Political parties are sometimes not parties at all.  They may have a “party” when they are triumphant in an election, but frequently their “parties ” are not celebrations, particularly when they are at each other’s throats.  In such cases, they are at best more like a messy family reunion and at worst a bitter divorce proceeding.  I witnessed the range of disaffection during my 16 years of legislative service.  It wasn’t always pretty.

In the numerous elections I stood in, the most bitter contests were the intraparty ones.  There are always differences among candidates of the same stripe.  But you would expect that the variance would be minor.  In my own tribe—the Republican Party—it wasn’t always so.  Sometimes, the differences were over issues on the margin. Others were more sharply delineated, particularly on social issues or taxation.  Often they were a matter of personality.  But frequently, the campaign could get quite heated.

[Items from a data source]
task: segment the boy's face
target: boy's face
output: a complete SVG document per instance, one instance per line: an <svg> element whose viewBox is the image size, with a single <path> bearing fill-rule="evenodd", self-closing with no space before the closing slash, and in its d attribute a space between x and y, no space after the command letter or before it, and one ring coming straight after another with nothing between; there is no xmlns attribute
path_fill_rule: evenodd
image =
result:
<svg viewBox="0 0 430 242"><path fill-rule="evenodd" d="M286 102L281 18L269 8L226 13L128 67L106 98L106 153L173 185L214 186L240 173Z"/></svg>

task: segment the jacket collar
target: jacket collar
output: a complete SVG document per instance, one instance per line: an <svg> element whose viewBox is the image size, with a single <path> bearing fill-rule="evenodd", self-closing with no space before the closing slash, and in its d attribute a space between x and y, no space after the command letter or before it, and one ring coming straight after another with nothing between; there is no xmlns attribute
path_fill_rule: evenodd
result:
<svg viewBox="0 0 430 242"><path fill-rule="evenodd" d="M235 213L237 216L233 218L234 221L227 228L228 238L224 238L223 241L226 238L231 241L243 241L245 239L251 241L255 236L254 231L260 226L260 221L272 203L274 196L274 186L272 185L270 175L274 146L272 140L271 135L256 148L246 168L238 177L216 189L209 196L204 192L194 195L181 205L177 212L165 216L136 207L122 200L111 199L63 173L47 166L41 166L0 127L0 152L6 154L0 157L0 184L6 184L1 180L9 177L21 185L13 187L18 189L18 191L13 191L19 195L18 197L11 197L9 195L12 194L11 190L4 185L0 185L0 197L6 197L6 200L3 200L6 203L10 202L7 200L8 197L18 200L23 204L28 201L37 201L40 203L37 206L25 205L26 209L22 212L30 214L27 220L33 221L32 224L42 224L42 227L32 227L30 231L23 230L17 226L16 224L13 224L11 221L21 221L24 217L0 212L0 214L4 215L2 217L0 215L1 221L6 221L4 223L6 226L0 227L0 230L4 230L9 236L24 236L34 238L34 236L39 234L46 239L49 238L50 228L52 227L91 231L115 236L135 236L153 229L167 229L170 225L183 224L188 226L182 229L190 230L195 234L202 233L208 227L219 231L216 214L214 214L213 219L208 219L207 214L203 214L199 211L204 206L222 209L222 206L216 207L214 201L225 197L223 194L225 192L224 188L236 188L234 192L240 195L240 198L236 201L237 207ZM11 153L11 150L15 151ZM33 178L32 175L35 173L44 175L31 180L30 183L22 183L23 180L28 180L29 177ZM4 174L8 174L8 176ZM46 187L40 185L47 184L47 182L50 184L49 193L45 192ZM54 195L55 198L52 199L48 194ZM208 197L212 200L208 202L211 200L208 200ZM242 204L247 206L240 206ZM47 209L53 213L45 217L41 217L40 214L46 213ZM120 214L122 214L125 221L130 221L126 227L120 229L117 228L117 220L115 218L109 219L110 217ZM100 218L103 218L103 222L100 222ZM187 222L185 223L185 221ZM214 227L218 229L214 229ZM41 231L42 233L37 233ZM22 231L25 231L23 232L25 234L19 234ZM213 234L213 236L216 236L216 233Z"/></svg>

_Instructions_
- a) In the passage on party infighting, which election contests does the writer call the most bitter?
- b) Carry on with the passage on party infighting from the point where it stops.
This data has no connection to the text.

_Answers by task_
- a) The intraparty ones.

- b)
In the GOP, we have had our trying moments.  During the Obama years, when the Tea Party (Taxed Enough Already) spawned, it soon was drawn into policy fights that had more to do with issues outside of its original focus, which was specifically excessive taxation. Likewise, Libertarians infatuated with Congressman Ron Paul were so unhappy that he was not nominated by the GOP for president in 2012 that they became a drag on the eventual nominee, Mitt Romney.  And of course, even the MAGA coalition so adroitly assembled by Donald Trump is now pulling at its own seams concerning tariffs, gas prices, and the war in Iran. Parties are not parties.

Today you need look no further than the Democrat Party to see that.  For years, the Democrats were satisfied to tell us that we were not spending enough on anything.  The exception was defense.  Despite their gratuitous words in support of “our troops,” they actually do not like the military because it tends to be conservative, which, of course, Democrats are not.  Otherwise, they’ve consistently ascribed to the view that the government is the piggybank by which they win votes by handing out other people’s money.  They chafe at the idea that a government big enough to give you everything you want is big enough to take everything you have.  But that, of course, is a true threat to us all.  Big government will run our lives if we place in its hands the bridle to control us.  No thanks.

However, in recent years—a function of the civics illiteracy that teacher unions have presided over—a generation of misguided and uneducated youth has attained voting age.  They have been sold a bill of goods labeled “socialism” that is very much about handing out other people’s money, wealth, homes, and rights.  Their motto is gimme-gimme.  But there is a darker side.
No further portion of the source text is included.